Repeat exactly the lines that run from the one containing "Target: wooden chest drawer" to the end of the data, and leave out all others.

A block of data:
--------------------------------------------------

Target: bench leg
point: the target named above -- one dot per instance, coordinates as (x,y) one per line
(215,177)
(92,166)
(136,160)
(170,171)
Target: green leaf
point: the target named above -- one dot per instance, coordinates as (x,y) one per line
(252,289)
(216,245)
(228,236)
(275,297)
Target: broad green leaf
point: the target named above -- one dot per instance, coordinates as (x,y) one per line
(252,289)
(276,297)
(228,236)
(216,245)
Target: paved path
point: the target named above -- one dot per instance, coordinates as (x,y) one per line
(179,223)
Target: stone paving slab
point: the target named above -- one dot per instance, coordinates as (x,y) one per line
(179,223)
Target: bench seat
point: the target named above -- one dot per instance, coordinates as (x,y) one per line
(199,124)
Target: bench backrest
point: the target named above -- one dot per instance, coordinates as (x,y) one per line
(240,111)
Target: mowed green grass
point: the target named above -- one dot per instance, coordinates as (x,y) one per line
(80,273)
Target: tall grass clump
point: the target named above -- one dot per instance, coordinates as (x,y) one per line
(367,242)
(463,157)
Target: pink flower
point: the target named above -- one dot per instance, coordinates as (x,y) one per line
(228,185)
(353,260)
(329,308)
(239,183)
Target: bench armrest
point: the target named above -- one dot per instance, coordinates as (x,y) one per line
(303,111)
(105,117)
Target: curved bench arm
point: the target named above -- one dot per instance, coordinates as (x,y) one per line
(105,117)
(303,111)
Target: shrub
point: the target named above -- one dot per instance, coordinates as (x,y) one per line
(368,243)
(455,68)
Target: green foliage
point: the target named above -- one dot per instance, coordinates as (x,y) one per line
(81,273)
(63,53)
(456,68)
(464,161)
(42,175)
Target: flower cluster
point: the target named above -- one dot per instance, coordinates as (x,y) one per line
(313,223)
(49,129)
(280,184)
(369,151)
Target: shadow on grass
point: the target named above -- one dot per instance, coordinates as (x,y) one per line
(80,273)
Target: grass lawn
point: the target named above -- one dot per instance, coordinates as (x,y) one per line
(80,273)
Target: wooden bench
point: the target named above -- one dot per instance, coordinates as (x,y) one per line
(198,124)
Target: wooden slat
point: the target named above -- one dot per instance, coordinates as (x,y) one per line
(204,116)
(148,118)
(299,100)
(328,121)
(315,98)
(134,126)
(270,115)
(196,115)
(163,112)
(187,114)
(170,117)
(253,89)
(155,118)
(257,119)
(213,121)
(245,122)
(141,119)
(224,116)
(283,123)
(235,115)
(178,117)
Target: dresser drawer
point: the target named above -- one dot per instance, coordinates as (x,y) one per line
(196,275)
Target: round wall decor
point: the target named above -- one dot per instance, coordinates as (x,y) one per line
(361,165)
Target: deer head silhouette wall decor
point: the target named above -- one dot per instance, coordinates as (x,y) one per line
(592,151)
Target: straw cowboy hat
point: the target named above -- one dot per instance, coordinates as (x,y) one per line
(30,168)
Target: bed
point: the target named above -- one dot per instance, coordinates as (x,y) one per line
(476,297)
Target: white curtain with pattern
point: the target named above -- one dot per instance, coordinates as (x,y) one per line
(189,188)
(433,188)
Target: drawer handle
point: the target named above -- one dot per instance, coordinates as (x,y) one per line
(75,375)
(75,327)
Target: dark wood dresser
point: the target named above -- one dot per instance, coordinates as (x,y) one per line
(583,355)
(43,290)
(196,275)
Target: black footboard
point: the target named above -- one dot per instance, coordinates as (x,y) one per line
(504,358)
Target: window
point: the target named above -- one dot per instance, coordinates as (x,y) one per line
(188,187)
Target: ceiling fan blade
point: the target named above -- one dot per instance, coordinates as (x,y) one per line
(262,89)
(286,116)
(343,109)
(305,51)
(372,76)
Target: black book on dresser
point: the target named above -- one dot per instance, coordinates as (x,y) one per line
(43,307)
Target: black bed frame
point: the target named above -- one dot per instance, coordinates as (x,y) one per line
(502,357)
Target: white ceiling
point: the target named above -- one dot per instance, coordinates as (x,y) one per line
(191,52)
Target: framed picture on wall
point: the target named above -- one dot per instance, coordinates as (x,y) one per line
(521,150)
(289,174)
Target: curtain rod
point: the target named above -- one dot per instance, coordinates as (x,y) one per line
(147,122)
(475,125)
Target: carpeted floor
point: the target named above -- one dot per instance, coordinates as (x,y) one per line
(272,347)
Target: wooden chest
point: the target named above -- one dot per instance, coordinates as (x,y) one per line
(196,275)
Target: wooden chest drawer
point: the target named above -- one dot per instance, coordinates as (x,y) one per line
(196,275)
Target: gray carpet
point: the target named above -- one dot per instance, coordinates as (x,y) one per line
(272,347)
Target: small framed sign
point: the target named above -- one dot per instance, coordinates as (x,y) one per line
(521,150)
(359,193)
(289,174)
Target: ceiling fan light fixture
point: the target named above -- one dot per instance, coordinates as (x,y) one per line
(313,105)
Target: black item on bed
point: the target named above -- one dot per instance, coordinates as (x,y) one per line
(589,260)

--------------------------------------------------

* The response *
Target: wooden chest drawer
point: the target named above -- one dot per instance, coordinates as (x,y) one per line
(196,275)
Target: gray carpet
point: the target named above -- one dot per instance, coordinates as (x,y) one per line
(272,347)
Target: small framed sign
point: the target named above -- one dot per instance, coordinates as (x,y) one per line
(521,150)
(359,193)
(289,174)
Target: ceiling fan light fixture
point: the target named above -- one dot per instance, coordinates as (x,y) one per line
(313,105)
Target: black item on bed
point: the target named above -- one dot per instance, coordinates as (x,y) one per line
(589,260)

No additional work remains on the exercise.